▸ Task statement
Output every entry exactly as given.

▸ Provided records
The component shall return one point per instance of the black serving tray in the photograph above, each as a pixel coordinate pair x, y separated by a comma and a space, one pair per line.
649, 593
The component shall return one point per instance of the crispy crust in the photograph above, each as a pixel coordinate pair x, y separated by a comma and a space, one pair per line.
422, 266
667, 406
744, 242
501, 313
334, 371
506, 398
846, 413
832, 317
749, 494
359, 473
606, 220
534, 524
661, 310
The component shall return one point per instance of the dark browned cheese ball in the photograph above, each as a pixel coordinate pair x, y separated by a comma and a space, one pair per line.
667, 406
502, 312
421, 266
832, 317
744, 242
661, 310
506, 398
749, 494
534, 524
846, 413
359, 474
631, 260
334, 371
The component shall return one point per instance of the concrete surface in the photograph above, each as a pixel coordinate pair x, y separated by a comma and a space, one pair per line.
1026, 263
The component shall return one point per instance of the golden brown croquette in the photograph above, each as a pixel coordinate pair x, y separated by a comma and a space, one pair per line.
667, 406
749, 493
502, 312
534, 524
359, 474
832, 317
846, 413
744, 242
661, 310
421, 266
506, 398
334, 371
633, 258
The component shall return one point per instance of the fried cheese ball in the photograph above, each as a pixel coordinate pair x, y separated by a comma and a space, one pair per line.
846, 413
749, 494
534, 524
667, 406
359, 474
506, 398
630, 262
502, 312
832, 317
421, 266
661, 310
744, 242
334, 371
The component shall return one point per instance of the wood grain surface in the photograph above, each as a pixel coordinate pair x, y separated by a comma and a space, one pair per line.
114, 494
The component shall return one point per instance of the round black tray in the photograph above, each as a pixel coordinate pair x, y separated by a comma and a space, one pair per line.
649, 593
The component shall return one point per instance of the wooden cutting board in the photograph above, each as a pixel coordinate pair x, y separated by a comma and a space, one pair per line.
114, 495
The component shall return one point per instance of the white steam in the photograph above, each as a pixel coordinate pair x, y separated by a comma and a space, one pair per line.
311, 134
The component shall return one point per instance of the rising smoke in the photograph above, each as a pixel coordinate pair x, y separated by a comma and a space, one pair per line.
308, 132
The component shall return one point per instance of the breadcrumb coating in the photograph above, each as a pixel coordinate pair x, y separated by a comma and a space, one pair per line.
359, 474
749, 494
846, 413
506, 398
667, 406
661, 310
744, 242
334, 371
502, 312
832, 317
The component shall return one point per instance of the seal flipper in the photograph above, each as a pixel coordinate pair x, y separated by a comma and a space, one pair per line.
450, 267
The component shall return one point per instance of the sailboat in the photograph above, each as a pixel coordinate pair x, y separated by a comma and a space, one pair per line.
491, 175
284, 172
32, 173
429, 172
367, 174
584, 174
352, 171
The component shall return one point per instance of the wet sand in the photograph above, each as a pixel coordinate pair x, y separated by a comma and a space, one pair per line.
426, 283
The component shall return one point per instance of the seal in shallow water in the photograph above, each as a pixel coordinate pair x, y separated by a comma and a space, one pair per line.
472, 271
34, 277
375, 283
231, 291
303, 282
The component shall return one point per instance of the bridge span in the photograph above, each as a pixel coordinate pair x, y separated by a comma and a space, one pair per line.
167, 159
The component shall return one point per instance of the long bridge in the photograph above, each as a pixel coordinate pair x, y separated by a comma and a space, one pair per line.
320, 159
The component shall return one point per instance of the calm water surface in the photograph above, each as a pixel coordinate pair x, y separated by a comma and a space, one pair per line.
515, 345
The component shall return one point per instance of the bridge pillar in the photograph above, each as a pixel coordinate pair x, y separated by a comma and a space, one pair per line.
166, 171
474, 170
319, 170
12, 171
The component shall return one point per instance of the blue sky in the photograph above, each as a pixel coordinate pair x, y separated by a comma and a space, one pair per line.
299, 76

▸ Solution for this task
The component shall return one point per instance of the black serving tray in the photograph above, each as a pixel coordinate pair x, y separated by a comma and a space, one pair per line.
649, 593
The component shall return one point per instance of the crispy crust in the photograph above, each as a pixel coordinate pair x, y separated by a comma and a space, one pair per line.
422, 266
667, 406
744, 242
501, 313
334, 371
506, 398
846, 413
832, 317
749, 494
359, 473
606, 220
534, 524
661, 310
The component shall return one point per instance of the dark browned cheese ball in the photograph above, each as a pixel coordinate pair x, y separated by a comma and a space, one pair per line.
667, 406
502, 312
421, 266
832, 317
744, 242
661, 310
506, 398
749, 494
534, 524
846, 413
359, 474
631, 260
334, 371
The component shall return one point per instance of the concrete surface in the photograph above, each as a pixel coordinate pair x, y separated by a comma and a space, one pair per line.
1026, 263
The component shall return one point per instance of the golden brown croquette in the photograph above, each as a pixel coordinate pair x, y separated by a comma and a space, one pair per line.
667, 406
749, 493
502, 312
534, 524
359, 474
832, 317
846, 413
744, 242
661, 310
421, 266
506, 398
334, 371
633, 258
The component shall return one point per instance of the fried cheese ball in the photograph above, each as a pixel coordinate pair x, y separated by a comma and a space, one pair per line.
846, 413
749, 494
534, 524
667, 406
359, 474
506, 398
630, 262
502, 312
832, 317
421, 266
661, 310
744, 242
334, 371
The component shall return one point per instance of the wood grain surface in the photograph above, each as a pixel coordinate pair x, y separated by a comma and a space, one pair per line.
114, 494
The component shall return one point per instance of the round black tray in the photograph above, each as a pixel coordinate pair x, y separated by a comma and a space, one pair per line.
649, 593
The component shall return one point per instance of the wooden cutting board in the photograph above, each as a pixel coordinate pair x, y separated by a comma and a space, one pair per line.
114, 495
The component shall return one point per instance of the white steam in the photograph above, each as a pixel coordinate pair x, y separated by a comma and a space, one pair per line.
311, 134
The component shall return one point per instance of the rising smoke in the photograph above, each as a pixel coordinate pair x, y separated by a comma and a space, one pair per line.
308, 132
The component shall return one point per instance of the breadcrumb coating in the photograph above, each as a pixel coordinate pair x, y separated by a comma and a space, one pair per line.
359, 474
749, 494
846, 413
506, 398
667, 406
661, 310
744, 242
334, 371
502, 312
832, 317
The component shall return one point per instance of the seal flipper in the photograph above, each as a pixel coordinate pair x, y separated by a comma and a space, one pair per line.
450, 267
The component shall return one point per instance of the sailboat in the photograph above, each as a pixel coordinate pair x, y separated by a comma and a space, one pair per line.
491, 175
284, 172
32, 173
429, 172
367, 174
584, 174
352, 171
The component shall return one point per instance of the wet sand in the photograph above, each as a pixel coordinate pair x, y separated by a comma and a space, one pair per line.
426, 283
The component shall return one point per instance of the seal in shallow water in the photograph above, each as a pixel coordinate pair x, y separated by a comma and a space, one pair per line.
472, 271
34, 277
375, 283
231, 291
303, 282
The component shall return one point per instance of the bridge span in the photograph above, each as a pixel coordinate pair x, y separated by a comma and a space, one pair per line.
167, 159
The component shall return one point per instance of the long bridge in the photograph above, each as a pixel coordinate pair x, y separated by a comma and a space, one pair per line.
320, 159
The component shall return one point per instance of the calm water surface in the photograph above, each as a pixel coordinate pair x, y separated by a comma and a space, one pair per line.
515, 345
The component shall return one point per instance of the bridge pillar in the photograph above, each as a pixel coordinate pair x, y separated by a comma and a space, one pair per line.
166, 171
474, 170
319, 170
12, 171
The component shall return one point per instance of the blue sky in the photograph above, each as a pixel coordinate pair x, y separated by a comma and a space, one pair per line.
299, 76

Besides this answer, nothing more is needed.